> Parts of the exercise
**A.** Rewrite the cooling text starting at "In the past, the" and ending at "they do occur.", substituting "server room" for "data center".
**B.** Reproduce the listing line for line, starting at the line that contains "Target: blurred oar motion" and ending with the final line of the listing.

─── Supplied text

In the past, the typical data center cooling demand over a short period of time has been relatively constant. Although load changes do occur, they are usually not large changes and are infrequent, happening at most a few times per day. Cooling system controls are designed for this type of scenario and perform best with steady state loads, while still responding properly to load changes when they do occur.
An aspect of the disclosed embodiment includes a system for cooling components responsive to artificial intelligence loads. The system includes at least one electrical component of a configured to: measure, using a coolant distribution unit, a power demand value of an artificial intelligence load; learn an artificial intelligence load pattern based on the power demand; and selectively instruct a cooling component to cool the artificial intelligence load based on the artificial intelligence load pattern.
Another aspect of the disclosed embodiments includes a system for cooling components responsive to artificial intelligence loads. The system includes at least one electrical component of a configured to: measure a power demand value of an artificial intelligence load; learn an artificial intelligence load pattern based on the power demand value; and communicate the artificial intelligence load pattern via a communications link. The system also includes a coolant distribution unit that includes a processor and a memory. The memory includes instructions that, when executed by the processor, cause the processor to: receive the artificial intelligence load pattern via the communications link; and control cooling of the artificial intelligence load based on the artificial intelligence load pattern.

──────
─── Supplied data

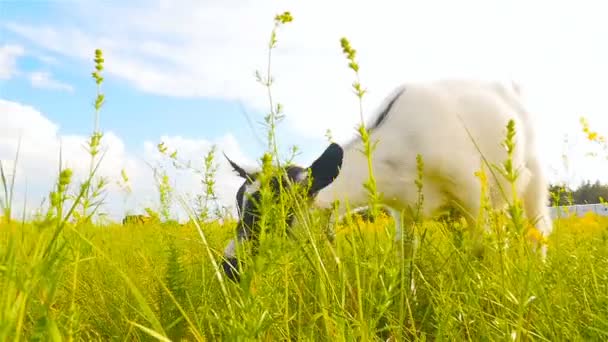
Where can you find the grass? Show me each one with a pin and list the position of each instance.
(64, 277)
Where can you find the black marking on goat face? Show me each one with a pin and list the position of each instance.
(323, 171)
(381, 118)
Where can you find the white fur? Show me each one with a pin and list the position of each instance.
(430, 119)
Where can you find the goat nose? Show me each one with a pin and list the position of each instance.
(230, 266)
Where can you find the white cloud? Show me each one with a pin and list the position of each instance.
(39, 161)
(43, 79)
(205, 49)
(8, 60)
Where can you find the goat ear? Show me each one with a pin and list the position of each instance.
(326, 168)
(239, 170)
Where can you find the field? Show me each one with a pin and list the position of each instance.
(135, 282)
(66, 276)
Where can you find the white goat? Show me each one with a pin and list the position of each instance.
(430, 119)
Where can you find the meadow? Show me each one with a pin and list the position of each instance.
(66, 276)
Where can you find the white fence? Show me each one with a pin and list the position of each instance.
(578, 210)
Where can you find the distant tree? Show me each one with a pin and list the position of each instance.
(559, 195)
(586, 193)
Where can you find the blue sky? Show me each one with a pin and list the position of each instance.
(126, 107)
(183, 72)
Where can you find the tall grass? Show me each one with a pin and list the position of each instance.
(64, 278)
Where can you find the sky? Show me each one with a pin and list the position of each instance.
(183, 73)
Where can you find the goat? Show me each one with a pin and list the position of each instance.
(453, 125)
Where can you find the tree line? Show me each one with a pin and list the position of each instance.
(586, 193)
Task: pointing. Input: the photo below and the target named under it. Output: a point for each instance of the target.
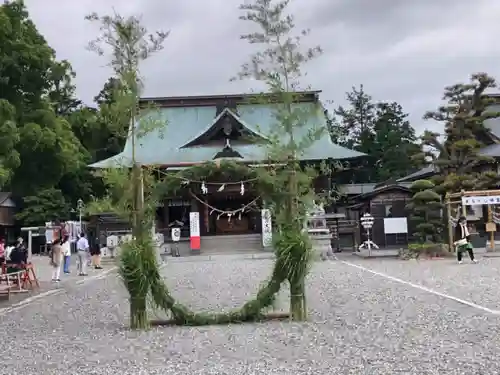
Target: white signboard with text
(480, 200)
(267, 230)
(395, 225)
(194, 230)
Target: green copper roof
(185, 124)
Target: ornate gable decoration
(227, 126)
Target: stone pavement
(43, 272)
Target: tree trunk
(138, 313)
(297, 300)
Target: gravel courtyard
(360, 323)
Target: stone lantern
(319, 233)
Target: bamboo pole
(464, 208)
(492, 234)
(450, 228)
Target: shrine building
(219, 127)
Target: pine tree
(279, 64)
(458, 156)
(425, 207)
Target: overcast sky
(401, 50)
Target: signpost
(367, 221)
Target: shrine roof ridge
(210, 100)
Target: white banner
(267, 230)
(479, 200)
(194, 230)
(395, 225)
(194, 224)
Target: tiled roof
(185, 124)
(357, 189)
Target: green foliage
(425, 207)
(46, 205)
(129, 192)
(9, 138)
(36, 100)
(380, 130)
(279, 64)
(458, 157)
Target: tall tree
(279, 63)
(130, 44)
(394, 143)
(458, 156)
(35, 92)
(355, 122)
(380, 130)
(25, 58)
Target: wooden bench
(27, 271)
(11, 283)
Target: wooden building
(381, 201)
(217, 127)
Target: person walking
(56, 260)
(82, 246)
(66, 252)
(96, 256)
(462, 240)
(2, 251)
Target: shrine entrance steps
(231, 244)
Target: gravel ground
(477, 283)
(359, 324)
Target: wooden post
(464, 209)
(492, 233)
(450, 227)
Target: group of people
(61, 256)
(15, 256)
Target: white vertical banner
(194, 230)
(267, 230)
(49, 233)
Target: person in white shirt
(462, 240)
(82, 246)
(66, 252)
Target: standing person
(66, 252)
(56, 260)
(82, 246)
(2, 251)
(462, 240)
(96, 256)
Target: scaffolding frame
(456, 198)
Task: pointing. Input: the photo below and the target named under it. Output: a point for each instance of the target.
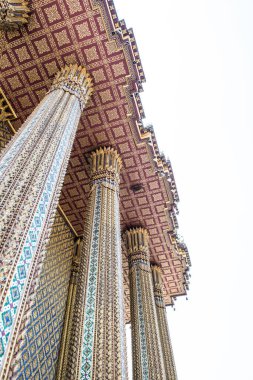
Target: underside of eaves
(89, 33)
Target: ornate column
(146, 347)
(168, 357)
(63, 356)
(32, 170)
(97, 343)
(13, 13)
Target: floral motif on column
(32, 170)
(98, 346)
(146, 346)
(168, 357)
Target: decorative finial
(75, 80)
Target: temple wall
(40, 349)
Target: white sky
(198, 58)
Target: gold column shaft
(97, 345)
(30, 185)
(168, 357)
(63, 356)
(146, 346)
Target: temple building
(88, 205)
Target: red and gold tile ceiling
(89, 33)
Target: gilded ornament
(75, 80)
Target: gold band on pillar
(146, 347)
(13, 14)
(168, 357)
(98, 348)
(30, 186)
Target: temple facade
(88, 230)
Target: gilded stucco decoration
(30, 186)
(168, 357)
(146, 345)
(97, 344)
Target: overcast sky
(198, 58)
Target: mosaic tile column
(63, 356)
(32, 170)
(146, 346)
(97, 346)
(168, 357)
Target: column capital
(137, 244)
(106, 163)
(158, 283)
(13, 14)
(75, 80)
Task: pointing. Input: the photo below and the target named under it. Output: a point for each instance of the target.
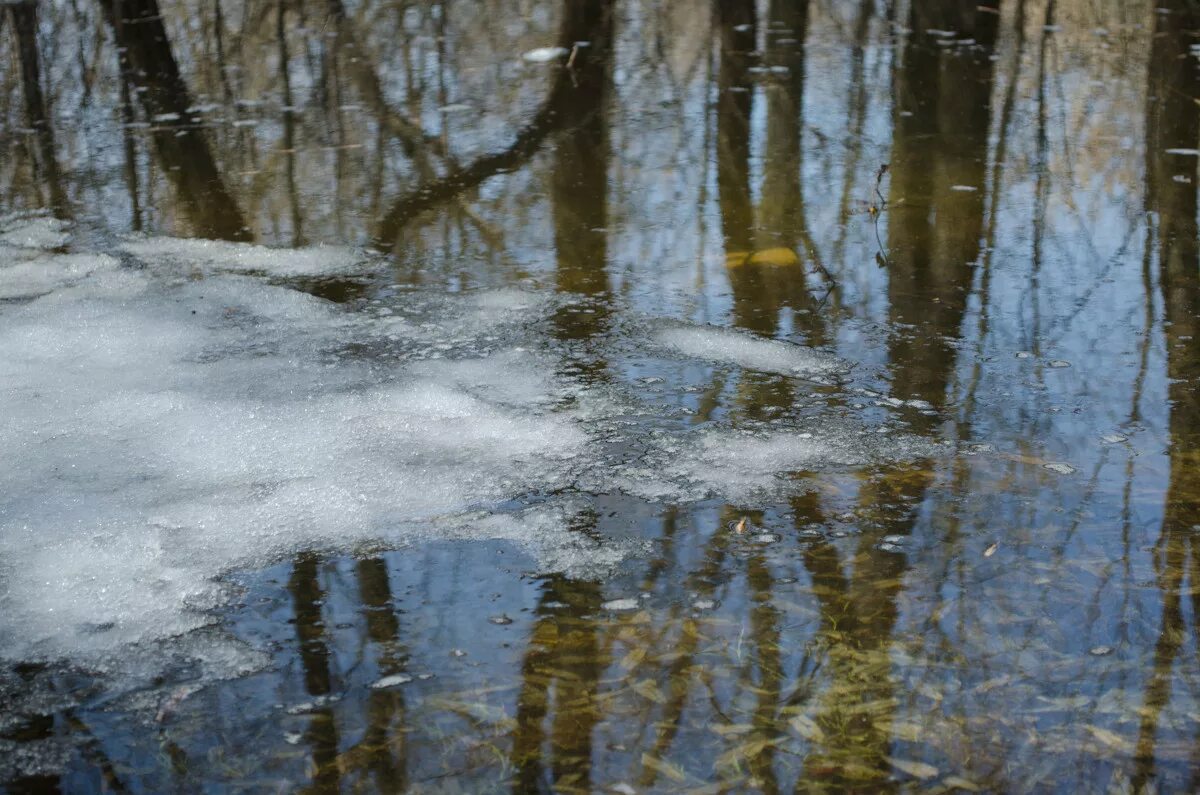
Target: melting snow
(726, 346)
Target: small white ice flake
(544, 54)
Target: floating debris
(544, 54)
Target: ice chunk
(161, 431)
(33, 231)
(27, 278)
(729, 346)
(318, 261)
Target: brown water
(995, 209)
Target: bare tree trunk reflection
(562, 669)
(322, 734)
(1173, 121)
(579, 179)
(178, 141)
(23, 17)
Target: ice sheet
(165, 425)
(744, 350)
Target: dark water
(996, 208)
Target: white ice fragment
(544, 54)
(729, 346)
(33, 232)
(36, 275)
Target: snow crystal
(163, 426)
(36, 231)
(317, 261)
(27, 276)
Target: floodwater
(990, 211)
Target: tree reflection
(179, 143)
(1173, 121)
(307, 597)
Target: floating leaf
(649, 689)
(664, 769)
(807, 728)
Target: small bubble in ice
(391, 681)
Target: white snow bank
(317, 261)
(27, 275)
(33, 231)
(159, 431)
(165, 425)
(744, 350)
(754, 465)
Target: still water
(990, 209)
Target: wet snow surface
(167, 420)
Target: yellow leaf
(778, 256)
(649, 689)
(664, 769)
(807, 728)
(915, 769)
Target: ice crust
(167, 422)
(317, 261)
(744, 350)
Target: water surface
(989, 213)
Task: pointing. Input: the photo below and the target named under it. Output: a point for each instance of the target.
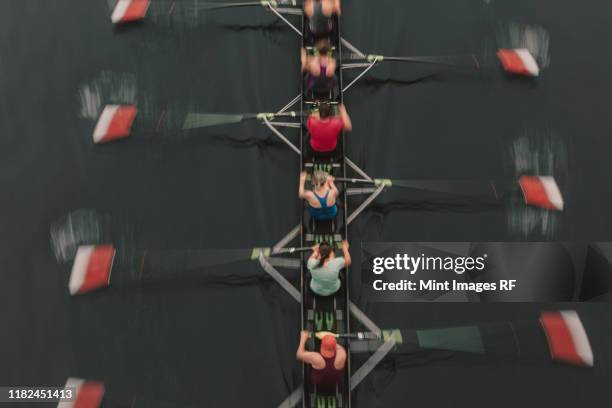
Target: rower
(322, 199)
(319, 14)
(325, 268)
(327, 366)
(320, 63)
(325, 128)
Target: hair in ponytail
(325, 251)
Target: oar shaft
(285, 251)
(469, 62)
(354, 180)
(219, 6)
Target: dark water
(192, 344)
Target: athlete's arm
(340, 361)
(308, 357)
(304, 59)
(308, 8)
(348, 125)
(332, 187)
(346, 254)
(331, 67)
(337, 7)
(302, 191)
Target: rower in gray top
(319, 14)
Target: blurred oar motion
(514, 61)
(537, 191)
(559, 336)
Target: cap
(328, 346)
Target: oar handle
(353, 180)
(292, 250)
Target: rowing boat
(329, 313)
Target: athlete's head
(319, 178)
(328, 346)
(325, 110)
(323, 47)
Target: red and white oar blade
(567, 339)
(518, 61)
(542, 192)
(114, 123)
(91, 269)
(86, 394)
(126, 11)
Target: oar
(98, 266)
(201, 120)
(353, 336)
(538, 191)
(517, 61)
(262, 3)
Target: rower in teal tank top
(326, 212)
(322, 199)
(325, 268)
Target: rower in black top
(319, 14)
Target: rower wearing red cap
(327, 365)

──────

> Answers to the exercise
**A.**
In the past, the typical server room cooling demand over a short period of time has been relatively constant. Although load changes do occur, they are usually not large changes and are infrequent, happening at most a few times per day. Cooling system controls are designed for this type of scenario and perform best with steady state loads, while still responding properly to load changes when they do occur.

**B.**
Target: blurred oar motion
(514, 61)
(537, 191)
(559, 336)
Target: cap
(328, 346)
Target: oar handle
(353, 180)
(292, 250)
Target: rowing boat
(329, 313)
Target: athlete's head
(319, 178)
(328, 346)
(325, 110)
(323, 47)
Target: red and white oar blade
(567, 339)
(518, 61)
(542, 192)
(114, 123)
(91, 269)
(86, 394)
(126, 11)
Target: oar
(98, 266)
(201, 120)
(353, 336)
(538, 191)
(517, 61)
(262, 3)
Target: rower in teal tank top
(326, 212)
(322, 199)
(325, 268)
Target: rower in black top
(319, 14)
Target: rower wearing red cap
(327, 365)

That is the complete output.